Task description:
All of the entries need to be written out again, exactly as they are.

====== Data provided

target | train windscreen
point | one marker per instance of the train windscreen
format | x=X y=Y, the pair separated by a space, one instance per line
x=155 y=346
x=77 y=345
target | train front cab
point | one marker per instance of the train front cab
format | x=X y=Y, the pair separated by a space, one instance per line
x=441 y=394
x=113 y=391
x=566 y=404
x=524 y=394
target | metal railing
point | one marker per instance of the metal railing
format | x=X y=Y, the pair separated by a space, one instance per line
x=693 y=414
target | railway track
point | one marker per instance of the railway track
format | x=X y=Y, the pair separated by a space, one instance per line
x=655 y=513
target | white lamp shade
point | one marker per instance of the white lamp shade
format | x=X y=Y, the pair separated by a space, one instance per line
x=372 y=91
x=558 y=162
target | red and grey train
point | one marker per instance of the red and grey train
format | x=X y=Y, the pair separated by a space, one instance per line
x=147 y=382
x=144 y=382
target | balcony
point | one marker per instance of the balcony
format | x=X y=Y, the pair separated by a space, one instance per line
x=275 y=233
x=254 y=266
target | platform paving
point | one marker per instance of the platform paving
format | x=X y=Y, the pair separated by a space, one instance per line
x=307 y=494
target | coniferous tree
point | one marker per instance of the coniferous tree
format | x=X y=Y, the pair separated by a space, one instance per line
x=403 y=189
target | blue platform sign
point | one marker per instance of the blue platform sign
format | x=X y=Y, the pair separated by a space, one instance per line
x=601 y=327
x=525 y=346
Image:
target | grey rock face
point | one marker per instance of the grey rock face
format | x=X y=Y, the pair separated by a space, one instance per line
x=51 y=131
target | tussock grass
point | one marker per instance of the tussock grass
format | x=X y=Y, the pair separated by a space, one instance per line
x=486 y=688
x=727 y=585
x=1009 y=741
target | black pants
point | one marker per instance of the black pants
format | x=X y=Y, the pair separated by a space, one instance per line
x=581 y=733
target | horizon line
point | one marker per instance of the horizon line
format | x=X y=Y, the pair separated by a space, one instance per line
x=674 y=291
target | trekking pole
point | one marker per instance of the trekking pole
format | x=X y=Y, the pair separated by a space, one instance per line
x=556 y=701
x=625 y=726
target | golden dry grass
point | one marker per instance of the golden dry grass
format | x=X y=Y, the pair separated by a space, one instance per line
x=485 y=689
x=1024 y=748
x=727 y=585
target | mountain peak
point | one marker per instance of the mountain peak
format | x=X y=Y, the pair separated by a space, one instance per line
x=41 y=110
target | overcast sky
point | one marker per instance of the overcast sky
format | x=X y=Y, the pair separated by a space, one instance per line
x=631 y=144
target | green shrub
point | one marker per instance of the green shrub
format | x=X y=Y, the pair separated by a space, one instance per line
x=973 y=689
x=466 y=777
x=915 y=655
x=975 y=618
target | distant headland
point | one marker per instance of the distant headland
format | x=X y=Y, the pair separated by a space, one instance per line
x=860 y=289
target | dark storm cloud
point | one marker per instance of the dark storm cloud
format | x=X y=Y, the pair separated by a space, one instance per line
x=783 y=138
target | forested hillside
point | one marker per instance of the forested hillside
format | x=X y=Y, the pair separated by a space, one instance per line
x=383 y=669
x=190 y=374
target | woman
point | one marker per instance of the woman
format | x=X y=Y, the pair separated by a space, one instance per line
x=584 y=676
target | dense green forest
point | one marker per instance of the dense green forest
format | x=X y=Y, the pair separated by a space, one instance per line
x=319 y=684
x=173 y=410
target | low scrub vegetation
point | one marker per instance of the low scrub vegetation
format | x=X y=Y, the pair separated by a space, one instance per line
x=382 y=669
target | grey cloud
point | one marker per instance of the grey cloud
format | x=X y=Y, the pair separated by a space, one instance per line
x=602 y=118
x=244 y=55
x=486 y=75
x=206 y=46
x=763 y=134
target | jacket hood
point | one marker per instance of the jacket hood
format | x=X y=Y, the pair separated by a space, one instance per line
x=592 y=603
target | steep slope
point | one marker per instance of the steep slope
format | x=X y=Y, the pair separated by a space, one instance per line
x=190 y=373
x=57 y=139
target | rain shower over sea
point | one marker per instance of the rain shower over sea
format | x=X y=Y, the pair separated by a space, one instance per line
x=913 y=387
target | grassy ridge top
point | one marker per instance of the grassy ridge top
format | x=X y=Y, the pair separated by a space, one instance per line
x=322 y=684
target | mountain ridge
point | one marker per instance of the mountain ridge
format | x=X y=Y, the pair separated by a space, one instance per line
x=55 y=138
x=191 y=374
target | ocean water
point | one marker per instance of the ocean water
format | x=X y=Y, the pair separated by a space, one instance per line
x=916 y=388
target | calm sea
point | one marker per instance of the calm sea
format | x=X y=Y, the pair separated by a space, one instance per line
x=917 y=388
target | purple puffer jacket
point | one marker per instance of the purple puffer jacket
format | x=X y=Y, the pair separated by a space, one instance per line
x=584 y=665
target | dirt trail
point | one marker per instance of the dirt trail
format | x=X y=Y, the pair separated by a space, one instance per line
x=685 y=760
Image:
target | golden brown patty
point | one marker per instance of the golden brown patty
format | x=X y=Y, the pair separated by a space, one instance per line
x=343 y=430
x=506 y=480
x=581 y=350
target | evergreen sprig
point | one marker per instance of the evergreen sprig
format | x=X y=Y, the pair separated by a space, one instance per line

============

Answer space:
target | train windscreen
point | one marker per instance of the train windscreen
format | x=X y=Y, the pair separated by a space, one instance per line
x=155 y=346
x=77 y=345
target | train front cab
point | one marker per instance of the train front cab
format | x=X y=Y, the pair separated by a space, one instance per line
x=441 y=394
x=113 y=391
x=566 y=404
x=524 y=394
target | metal railing
point | one marker per instance of the metal railing
format | x=X y=Y, the pair separated by a space, one instance per line
x=693 y=414
target | railway track
point | one marker per instance of the railway track
format | x=X y=Y, the pair separated by a space, one instance per line
x=655 y=513
target | white lamp shade
point | one marker per instance of the white lamp shade
format | x=X y=Y, the pair separated by a space, one instance per line
x=372 y=91
x=558 y=162
target | red and grey train
point | one marker per instance of the red and grey train
format | x=X y=Y, the pair separated by a space, one instance per line
x=147 y=382
x=144 y=382
target | balcony
point | one marker per instance of the balcony
format | x=X y=Y, the pair separated by a space, one instance per line
x=275 y=233
x=254 y=266
target | platform paving
point | one marker per instance of the platform paving
format | x=X y=Y, the pair separated by a space, one instance per line
x=307 y=494
target | coniferous tree
point | one marker per instance of the coniferous tree
format | x=X y=Y, the pair separated by a space, one instance per line
x=403 y=189
target | blue platform sign
point | one marker per instance of the blue platform sign
format | x=X y=Y, the pair separated by a space, one instance per line
x=601 y=327
x=525 y=346
Image:
target | grey rock face
point | one marker per instance of the grey rock face
format | x=X y=Y, the pair separated by a space, one instance per line
x=51 y=131
target | tussock grass
point | one marker per instance of the tussock grass
format | x=X y=Y, the pair separated by a space, one instance per line
x=486 y=688
x=727 y=585
x=1009 y=741
target | black pants
point | one marker per instance of the black pants
format | x=X y=Y, the pair separated by a space, one instance per line
x=581 y=733
target | horizon line
point | one marker per instance of the horizon line
format | x=X y=Y, the pair separated by a space, one instance per line
x=674 y=291
target | trekking pole
point | one marker per instance of the trekking pole
format | x=X y=Y, the pair separated by a space, one instance per line
x=556 y=701
x=625 y=726
target | golden dry grass
point | one marker per instance of the golden dry grass
format | x=X y=Y, the pair separated by a space, one instance per line
x=485 y=689
x=1024 y=748
x=727 y=585
target | mountain peak
point | one marker per instance of the mountain peak
format | x=X y=Y, the pair separated by a space, one instance per line
x=41 y=110
target | overcast sky
point | one marker per instance of the overcast sky
format | x=X y=Y, the pair separated by a space, one instance per line
x=631 y=144
target | green shrub
point | one marker per instance of the green shrub
format | x=X y=Y, the pair separated by a space, one instance per line
x=973 y=689
x=466 y=777
x=915 y=655
x=975 y=618
target | distant headland
point | one marker per instance of the distant headland
format | x=X y=Y, the pair separated by a space, one instance per line
x=860 y=289
target | dark storm cloud
point | one marker per instance of the dark storm cloud
format | x=X y=Y, the pair separated by a space, one instance per line
x=783 y=138
target | forested hillside
point | one marker per instance of the forested hillside
format | x=X y=Y, the pair separated by a space, one instance per line
x=383 y=669
x=190 y=374
target | woman
point | one marker per instance of the woman
format | x=X y=Y, the pair separated by a space, one instance per line
x=584 y=676
target | dense green forest
point | one marker per instance of the dense green forest
format | x=X y=Y, the pair separated by a space, one instance per line
x=319 y=684
x=173 y=410
target | low scrub vegetation
point | one marker per instance of the low scrub vegetation
format | x=X y=Y, the pair separated by a space, one instance per line
x=382 y=669
target | grey cloud
point | one marker per instance of the grey cloud
format | x=X y=Y, the pair separated by a space, one instance per line
x=602 y=118
x=244 y=55
x=486 y=75
x=206 y=46
x=763 y=134
target | jacket hood
point | one marker per instance of the jacket hood
format | x=X y=Y, the pair separated by a space, one instance per line
x=592 y=603
target | steep slope
point | one marker per instance of the steep slope
format | x=X y=Y, the pair separated by a space, one instance per line
x=190 y=373
x=57 y=139
target | rain shower over sea
point | one marker per instance of the rain shower over sea
format | x=X y=Y, the pair separated by a space, one instance per line
x=913 y=387
target | grassy ridge top
point | one marker per instance of the grassy ridge top
format | x=X y=Y, the pair separated by a space, one instance per line
x=322 y=684
target | mountain ridge
point | one marker per instance of the mountain ridge
format | x=X y=Y, the pair separated by a space, one instance per line
x=55 y=138
x=191 y=374
target | ocean water
point | one marker per instance of the ocean water
format | x=X y=Y, the pair separated by a space, one instance per line
x=916 y=388
target | calm sea
point | one marker per instance of the calm sea
format | x=X y=Y, the pair separated by a space, one instance per line
x=917 y=388
target | purple puffer jacket
point | one marker per instance of the purple puffer jacket
format | x=X y=Y, the pair separated by a space, one instance per line
x=584 y=665
target | dirt trail
point | one marker per instance of the dirt trail
format | x=X y=Y, the pair separated by a space, one instance per line
x=685 y=760
Image:
target | golden brown patty
point | one marker per instance of the golden brown patty
format | x=X y=Y, the pair separated by a space, one instance per line
x=343 y=430
x=506 y=480
x=581 y=350
target | evergreen sprig
point | one marker per instance of the evergreen sprig
format | x=X y=Y, the pair separated by a space, one instance per line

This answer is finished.